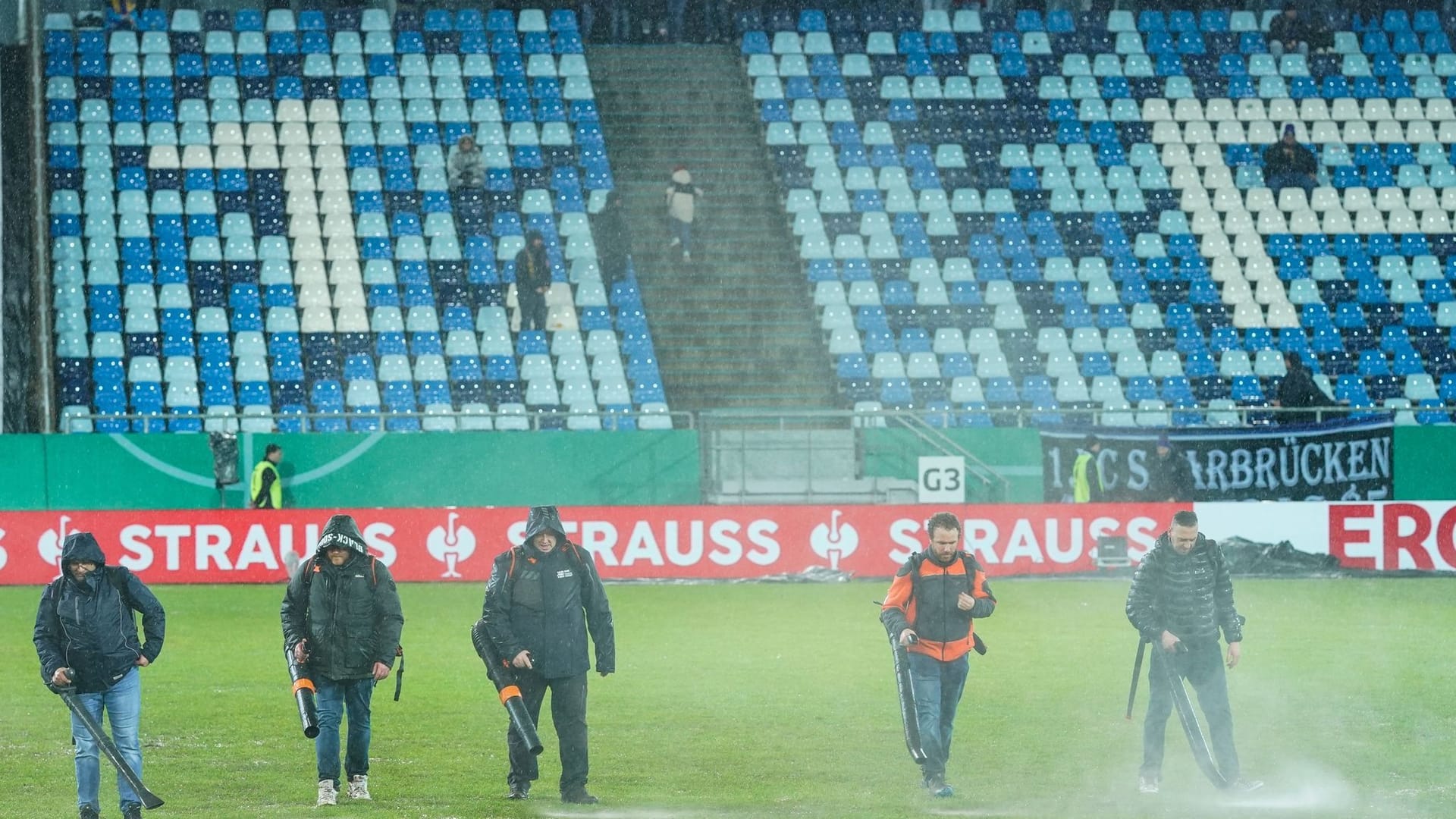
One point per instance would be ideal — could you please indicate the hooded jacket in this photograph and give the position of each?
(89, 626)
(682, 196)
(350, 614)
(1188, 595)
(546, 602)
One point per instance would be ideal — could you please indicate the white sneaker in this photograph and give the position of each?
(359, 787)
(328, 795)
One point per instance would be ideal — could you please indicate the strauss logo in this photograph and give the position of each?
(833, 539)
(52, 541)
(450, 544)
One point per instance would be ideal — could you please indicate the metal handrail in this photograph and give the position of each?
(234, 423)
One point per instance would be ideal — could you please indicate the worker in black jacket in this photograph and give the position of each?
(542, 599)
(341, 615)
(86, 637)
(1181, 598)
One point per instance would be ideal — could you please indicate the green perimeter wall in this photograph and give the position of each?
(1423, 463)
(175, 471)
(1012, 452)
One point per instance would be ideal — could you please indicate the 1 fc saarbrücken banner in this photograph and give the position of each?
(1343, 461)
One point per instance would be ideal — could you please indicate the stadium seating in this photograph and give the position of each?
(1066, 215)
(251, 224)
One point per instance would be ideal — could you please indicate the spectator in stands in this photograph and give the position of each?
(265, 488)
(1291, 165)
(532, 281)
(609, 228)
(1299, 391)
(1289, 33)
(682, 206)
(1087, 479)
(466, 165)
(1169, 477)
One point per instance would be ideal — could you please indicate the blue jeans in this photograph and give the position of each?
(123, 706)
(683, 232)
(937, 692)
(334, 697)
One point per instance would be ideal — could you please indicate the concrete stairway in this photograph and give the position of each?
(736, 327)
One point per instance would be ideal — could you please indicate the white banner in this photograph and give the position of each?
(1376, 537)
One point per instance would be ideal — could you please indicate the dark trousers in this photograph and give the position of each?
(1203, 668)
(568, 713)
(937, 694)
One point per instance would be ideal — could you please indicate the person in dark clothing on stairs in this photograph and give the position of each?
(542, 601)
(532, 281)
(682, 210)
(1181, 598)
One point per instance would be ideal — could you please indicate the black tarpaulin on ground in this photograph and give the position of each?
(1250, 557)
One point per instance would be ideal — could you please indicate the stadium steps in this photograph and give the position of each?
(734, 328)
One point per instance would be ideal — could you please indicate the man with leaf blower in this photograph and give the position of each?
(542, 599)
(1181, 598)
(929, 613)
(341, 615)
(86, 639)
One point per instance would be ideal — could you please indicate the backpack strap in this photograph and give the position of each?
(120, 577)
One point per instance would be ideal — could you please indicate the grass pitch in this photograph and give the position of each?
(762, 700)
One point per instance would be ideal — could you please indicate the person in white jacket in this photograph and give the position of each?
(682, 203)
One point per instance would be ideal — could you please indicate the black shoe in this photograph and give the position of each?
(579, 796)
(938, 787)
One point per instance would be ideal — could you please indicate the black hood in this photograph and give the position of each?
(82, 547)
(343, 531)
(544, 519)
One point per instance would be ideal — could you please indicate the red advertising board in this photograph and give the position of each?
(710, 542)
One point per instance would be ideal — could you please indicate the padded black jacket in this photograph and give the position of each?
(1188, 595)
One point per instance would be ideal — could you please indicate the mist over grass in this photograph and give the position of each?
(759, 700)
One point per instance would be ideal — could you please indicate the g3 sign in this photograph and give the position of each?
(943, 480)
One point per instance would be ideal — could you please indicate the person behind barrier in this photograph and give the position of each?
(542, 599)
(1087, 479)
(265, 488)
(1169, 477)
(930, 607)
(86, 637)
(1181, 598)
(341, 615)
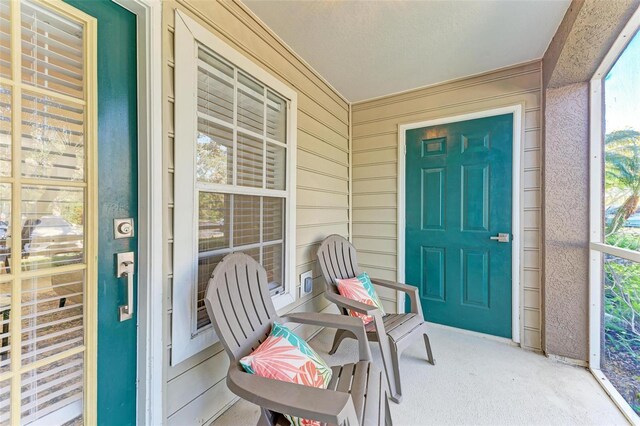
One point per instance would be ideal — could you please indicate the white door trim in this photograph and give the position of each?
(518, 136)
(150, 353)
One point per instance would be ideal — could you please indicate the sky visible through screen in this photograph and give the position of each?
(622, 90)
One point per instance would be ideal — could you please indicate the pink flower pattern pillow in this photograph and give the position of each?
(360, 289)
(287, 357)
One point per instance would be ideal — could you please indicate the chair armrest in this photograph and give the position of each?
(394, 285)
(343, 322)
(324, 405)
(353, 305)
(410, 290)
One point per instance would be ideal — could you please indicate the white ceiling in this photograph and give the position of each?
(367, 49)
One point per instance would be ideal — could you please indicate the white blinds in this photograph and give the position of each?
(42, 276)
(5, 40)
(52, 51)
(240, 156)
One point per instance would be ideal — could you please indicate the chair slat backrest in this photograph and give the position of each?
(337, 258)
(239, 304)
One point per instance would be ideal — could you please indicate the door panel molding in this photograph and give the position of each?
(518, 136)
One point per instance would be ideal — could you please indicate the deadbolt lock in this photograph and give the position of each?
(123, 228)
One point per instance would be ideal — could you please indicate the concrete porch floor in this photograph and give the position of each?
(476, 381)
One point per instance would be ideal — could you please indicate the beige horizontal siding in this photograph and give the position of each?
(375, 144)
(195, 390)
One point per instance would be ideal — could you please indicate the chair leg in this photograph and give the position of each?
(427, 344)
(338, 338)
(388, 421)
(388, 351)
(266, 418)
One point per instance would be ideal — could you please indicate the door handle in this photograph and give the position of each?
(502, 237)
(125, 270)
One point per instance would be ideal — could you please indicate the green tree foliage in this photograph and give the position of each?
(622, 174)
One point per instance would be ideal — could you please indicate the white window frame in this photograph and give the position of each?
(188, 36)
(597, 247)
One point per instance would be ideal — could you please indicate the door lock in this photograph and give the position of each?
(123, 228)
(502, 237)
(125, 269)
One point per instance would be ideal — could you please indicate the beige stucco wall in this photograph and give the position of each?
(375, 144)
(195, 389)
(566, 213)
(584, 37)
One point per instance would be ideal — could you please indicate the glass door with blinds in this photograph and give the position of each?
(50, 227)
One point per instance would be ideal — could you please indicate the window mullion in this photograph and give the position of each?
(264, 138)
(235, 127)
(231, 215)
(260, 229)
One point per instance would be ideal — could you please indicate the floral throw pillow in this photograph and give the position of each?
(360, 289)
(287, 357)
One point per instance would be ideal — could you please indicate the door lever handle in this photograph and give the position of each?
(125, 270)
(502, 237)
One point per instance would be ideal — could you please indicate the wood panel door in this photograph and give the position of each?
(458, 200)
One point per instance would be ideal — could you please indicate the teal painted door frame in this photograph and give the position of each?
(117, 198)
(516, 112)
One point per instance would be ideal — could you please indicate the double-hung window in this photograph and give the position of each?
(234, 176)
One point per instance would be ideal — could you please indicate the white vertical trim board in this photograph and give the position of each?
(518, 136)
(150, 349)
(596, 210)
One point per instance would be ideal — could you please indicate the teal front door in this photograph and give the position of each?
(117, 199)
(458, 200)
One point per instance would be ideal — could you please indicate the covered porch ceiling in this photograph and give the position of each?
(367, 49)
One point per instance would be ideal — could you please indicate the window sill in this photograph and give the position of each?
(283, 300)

§ **TO DO**
In your copy of the material, every word must match and no image should appear.

§ **EXERCISE OUTPUT**
One point per instance would be ideal — could you please indicate the hooded jacket in this photograph and give the position of each?
(89, 626)
(682, 196)
(350, 614)
(1188, 595)
(546, 602)
One point per instance would be ideal — could you please indicate the white sneaker in this photograph and give the position of each?
(359, 787)
(328, 795)
One point per instance would be ideal — could you please indicate the strauss logo in this photograph and give the position of each?
(833, 539)
(52, 541)
(450, 544)
One point per instance would be ideal — could you please indicate the metal handrail in this photograph and give the position of each?
(234, 423)
One point per instance would be ideal — could you please indicate the worker in black jacket in this photograph and give the position of each?
(542, 599)
(341, 615)
(86, 637)
(1181, 598)
One point per instance would be ideal — could you please indicate the green perimeter wall in this photograph and give the position of each?
(1423, 463)
(175, 471)
(1012, 452)
One point per instance would be ideal — could you please indicate the 1 fc saarbrücken banner in this photograph and give the position of each?
(1343, 461)
One point per instance would be ideal — could you please indicate the stadium seating in this photograph and give the position of each?
(1066, 215)
(251, 224)
One point per instance would be ideal — could you please indicate the spectator in stands in this photograph and give the position of each?
(265, 488)
(1291, 165)
(532, 281)
(609, 228)
(1299, 391)
(1289, 33)
(682, 206)
(1087, 479)
(466, 165)
(1169, 477)
One point per instance would be ideal — could you please indicate the blue jeans in this photograph and give the position of each?
(123, 706)
(683, 232)
(937, 692)
(334, 697)
One point per instance would be ideal — could you please indicate the concrete stairway in this photograph and give the position of each?
(736, 327)
One point per instance would be ideal — could you please indicate the white banner in this photograph and give the position of each?
(1376, 537)
One point per instance would be ideal — could you please indicate the dark trousers in this photograph and give the position of each?
(1203, 668)
(568, 713)
(937, 694)
One point per instance would be ideal — could you please indicate the person in dark clothing on stairs in this photograph and give the position of each?
(542, 601)
(532, 281)
(682, 210)
(1181, 598)
One point per instance would be ideal — could you please indicate the black tarpaulin on ground in this photograph and give the position of each?
(1250, 557)
One point per instance would be ideal — could you please indicate the stadium steps in this photograph and give the position of each?
(734, 328)
One point per instance would be ideal — could you please indicate the man with leaf blower in this photograph and give the position of each?
(542, 599)
(1181, 598)
(929, 613)
(341, 615)
(86, 639)
One point per instance would be ideal — could you please indicate the backpack strap in this photograph and give the position of each?
(120, 577)
One point per instance would be ideal — could you please indicate the grass pitch in this photograph and give the position of each?
(762, 700)
One point per instance would be ideal — could you please indicate the person in white jacket in this photograph and give the position of each?
(682, 203)
One point per instance would be ideal — could you please indicate the black shoe in this photograph and give the position of each?
(579, 796)
(938, 787)
One point per instance would be ideal — could you please indicate the black hood in this photograph and give the position of each?
(82, 547)
(343, 531)
(544, 519)
One point per instance would be ideal — could you please indicate the red advertising board in this photograph and give the position of each?
(710, 542)
One point per instance would be ideal — could you please indicate the padded black jacket in this photograph and give the position of each?
(1188, 595)
One point per instance would be ideal — could you please indicate the mist over grass in this photograph and give the position of each?
(759, 700)
One point per instance would be ideal — could you please indicate the g3 sign in this photograph and give the position of each?
(943, 480)
One point per instance would be ideal — could you please indicate the person behind barrier in this photograph and give the position of each?
(542, 599)
(1087, 479)
(265, 488)
(1169, 477)
(930, 607)
(86, 637)
(1181, 598)
(341, 615)
One point per instance would be ideal — could you please indicate the white door trim in this photograph and give the position of each?
(518, 136)
(150, 353)
One point per instance would be ideal — could you please indicate the sky visible through screen in this photograph and give the position of each?
(622, 90)
One point per instance would be ideal — could you please indicate the pink flower pattern pillow in this photograph and give the position of each?
(360, 289)
(287, 357)
One point per instance would be ideal — could you please indicate the chair armrest in this photograph and give the position of each?
(394, 285)
(343, 322)
(324, 405)
(353, 305)
(410, 290)
One point per instance would be ideal — could you please indicate the white ceiling in this photograph and give the position of each?
(367, 49)
One point per instance would be ideal — could you please indicate the white blinds in this photograph and give the position of each?
(42, 276)
(5, 40)
(52, 51)
(240, 156)
One point per instance would be ideal — could you please indicate the chair slat backrest in this photograph and give the position of each?
(337, 258)
(239, 304)
One point per instance would be ideal — could you please indicate the door panel molding in this photograph and give the position of each?
(518, 136)
One point per instance would be ideal — could you please indicate the deadbolt lock in this photograph and give the position of each?
(123, 228)
One point per instance would be ideal — could you please indicate the concrete porch floor in this photograph and give the position of each?
(476, 381)
One point per instance would be ideal — could you please indicate the beige horizontal siding in this photograph and give the position of each?
(375, 144)
(195, 390)
One point per instance would be ideal — could you please indicate the chair leg in this photograph and give the position of each?
(427, 344)
(338, 338)
(388, 421)
(388, 351)
(266, 418)
One point per instance would be ideal — could you please indicate the door handle in this photograph and give the position of each?
(502, 237)
(125, 270)
One point per instance would be ideal — could you please indicate the green tree foliage in this photograph and give the position of each?
(622, 174)
One point per instance would be ideal — could you please indicate the white window frame in this photograph and give the position of each?
(188, 36)
(597, 247)
One point per instance would be ideal — could you please indicate the door lock in this photograph and give the position of each?
(123, 228)
(502, 237)
(125, 269)
One point per instance would be ideal — could you please indicate the beige stucco wall in this photograph and give the position of each?
(375, 144)
(195, 389)
(566, 213)
(584, 37)
One point per instance would be ideal — could you please indicate the glass door with blinds in this photograph and give the position of each?
(50, 227)
One point per instance would be ideal — could you please indicate the window mullion in this photograph and give the position of each?
(264, 138)
(235, 127)
(231, 215)
(260, 229)
One point per instance would be ideal — could you please indicate the floral throw pillow in this photograph and give the position of each?
(360, 289)
(287, 357)
One point per instance would be ideal — could you please indicate the door lever handle in this photograph and give the position of each?
(125, 270)
(502, 237)
One point per instance would be ideal — could you please indicate the wood panel door in this photograph and give the position of each?
(458, 200)
One point per instance would be ideal — could you please indicate the teal painted door frame in this photograph and give the position of each?
(117, 198)
(516, 112)
One point per instance would be ideal — could you please indicate the double-hung window in this photograph and give the position of each?
(234, 176)
One point per instance would be ideal — could you please indicate the white vertical trim board in this photograph and give the position of each?
(518, 136)
(150, 349)
(596, 210)
One point per instance would be ideal — could you please indicate the teal front door in this photograph and give the position of each?
(117, 199)
(458, 200)
One point per instance would be ideal — could you please indicate the covered porch ceiling in this photograph and give the position of each?
(367, 49)
One point per instance would be ideal — could you please indicate the window sill in this photograph and give the position of each?
(283, 300)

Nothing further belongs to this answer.